#### Stated task:
Please pull out every line in the entries below that contains the word "street".

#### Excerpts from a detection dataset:
**********

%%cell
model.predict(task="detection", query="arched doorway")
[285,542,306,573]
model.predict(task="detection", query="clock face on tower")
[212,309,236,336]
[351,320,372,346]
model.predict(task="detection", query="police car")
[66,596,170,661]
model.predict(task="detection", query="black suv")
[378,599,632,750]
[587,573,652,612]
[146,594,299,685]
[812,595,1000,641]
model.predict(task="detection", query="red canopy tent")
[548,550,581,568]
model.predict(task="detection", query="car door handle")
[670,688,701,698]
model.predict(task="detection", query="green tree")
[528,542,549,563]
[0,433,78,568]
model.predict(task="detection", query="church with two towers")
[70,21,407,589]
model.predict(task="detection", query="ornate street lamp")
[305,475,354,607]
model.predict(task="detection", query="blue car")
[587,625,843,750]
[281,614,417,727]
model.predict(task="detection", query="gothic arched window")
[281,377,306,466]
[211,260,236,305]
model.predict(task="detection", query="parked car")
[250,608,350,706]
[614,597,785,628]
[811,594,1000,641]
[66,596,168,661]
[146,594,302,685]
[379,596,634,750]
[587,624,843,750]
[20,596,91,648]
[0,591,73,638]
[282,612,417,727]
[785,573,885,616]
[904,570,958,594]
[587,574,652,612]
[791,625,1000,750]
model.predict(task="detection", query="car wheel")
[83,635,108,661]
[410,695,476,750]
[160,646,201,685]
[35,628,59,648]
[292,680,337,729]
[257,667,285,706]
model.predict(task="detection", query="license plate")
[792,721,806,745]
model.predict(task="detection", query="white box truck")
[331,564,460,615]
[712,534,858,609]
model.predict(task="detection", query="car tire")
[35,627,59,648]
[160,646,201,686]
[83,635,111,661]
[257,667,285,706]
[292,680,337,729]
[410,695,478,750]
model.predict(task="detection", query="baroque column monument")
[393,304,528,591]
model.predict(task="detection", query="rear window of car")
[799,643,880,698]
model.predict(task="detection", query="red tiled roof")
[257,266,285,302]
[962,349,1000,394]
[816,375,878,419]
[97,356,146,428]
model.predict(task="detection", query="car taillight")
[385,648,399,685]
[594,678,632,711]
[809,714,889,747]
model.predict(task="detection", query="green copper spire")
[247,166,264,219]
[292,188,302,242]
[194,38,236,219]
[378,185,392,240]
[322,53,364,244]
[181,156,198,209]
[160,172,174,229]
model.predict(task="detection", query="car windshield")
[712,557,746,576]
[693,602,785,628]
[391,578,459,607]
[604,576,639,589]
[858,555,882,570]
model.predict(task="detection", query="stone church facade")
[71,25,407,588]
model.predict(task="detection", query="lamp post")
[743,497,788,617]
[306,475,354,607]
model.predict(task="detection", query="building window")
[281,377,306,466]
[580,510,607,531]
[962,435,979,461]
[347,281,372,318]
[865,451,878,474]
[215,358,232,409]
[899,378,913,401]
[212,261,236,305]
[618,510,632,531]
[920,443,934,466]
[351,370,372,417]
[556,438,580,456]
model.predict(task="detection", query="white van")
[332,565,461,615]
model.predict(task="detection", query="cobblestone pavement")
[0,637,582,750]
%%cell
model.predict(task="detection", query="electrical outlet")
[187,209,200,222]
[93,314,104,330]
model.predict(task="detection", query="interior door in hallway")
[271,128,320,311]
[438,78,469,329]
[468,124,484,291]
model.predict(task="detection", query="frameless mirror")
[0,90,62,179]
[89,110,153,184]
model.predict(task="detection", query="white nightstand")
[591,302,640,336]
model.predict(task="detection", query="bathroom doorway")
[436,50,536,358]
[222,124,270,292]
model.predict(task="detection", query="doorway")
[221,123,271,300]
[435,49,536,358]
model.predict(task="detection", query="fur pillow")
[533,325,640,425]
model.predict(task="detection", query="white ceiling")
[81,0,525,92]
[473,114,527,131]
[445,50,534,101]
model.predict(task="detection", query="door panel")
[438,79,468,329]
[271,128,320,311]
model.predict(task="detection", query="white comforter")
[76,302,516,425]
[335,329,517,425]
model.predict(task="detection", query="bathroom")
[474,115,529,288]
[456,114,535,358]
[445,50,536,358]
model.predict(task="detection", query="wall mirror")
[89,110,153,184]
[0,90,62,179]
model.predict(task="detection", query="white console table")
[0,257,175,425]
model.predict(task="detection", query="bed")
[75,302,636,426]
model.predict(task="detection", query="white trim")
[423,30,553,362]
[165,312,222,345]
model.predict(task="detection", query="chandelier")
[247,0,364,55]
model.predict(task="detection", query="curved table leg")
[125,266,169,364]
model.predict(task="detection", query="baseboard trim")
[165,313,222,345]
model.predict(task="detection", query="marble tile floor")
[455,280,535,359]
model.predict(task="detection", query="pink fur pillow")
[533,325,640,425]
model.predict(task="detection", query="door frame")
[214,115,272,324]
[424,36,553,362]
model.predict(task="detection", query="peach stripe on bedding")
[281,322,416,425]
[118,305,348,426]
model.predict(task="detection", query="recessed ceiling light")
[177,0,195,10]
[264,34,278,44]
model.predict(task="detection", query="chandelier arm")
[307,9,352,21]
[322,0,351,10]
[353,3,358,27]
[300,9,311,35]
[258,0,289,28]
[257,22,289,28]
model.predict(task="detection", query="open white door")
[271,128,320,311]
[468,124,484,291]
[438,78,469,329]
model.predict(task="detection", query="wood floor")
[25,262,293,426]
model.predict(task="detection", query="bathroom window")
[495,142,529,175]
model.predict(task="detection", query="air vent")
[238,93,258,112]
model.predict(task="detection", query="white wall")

**********

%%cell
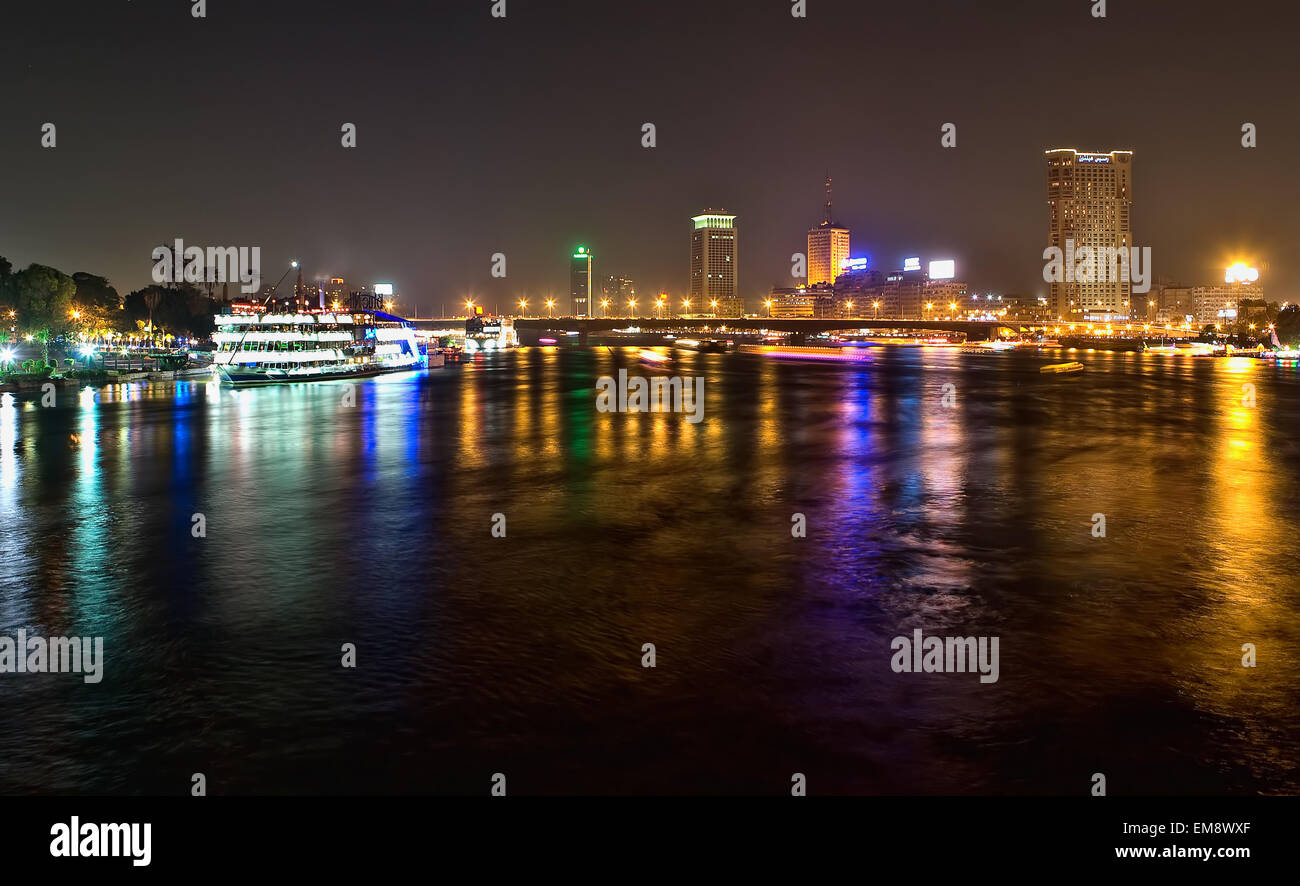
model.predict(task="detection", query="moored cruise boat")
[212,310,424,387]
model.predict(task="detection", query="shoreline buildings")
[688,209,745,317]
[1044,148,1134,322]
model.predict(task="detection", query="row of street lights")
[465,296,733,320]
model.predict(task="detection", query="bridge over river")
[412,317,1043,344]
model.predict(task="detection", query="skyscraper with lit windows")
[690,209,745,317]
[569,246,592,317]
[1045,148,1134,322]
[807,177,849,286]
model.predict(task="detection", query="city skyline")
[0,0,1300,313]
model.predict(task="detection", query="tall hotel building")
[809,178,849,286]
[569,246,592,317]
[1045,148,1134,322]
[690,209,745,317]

**********

#### Solved problem:
model.predict(task="detection", query="ornate street lamp")
model.predict(task="detection", query="row of street lights")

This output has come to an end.